- THE REQUEST
Please quote each of the rows below verbatim.

- GIVEN ENTRIES
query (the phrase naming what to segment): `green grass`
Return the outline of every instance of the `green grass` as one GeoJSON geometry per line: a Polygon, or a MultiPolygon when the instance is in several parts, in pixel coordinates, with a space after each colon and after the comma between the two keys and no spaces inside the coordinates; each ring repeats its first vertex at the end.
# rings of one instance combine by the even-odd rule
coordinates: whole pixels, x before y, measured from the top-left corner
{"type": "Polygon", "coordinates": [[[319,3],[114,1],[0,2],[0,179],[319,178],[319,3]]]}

- RESULT BELOW
query (the phrase naming what to segment): `green grass`
Return the outline of every instance of the `green grass` as one GeoJSON geometry per line: a Polygon, or a MultiPolygon when the instance is in several parts, in pixel coordinates, with a space after each colon and after the comma between the two keys and no spaces inside the coordinates; each ring repeats its first vertex at the end.
# rings of one instance combine by the even-odd rule
coordinates: whole pixels, x before y, measured from the top-left corner
{"type": "Polygon", "coordinates": [[[319,3],[114,1],[0,2],[0,179],[319,178],[319,3]]]}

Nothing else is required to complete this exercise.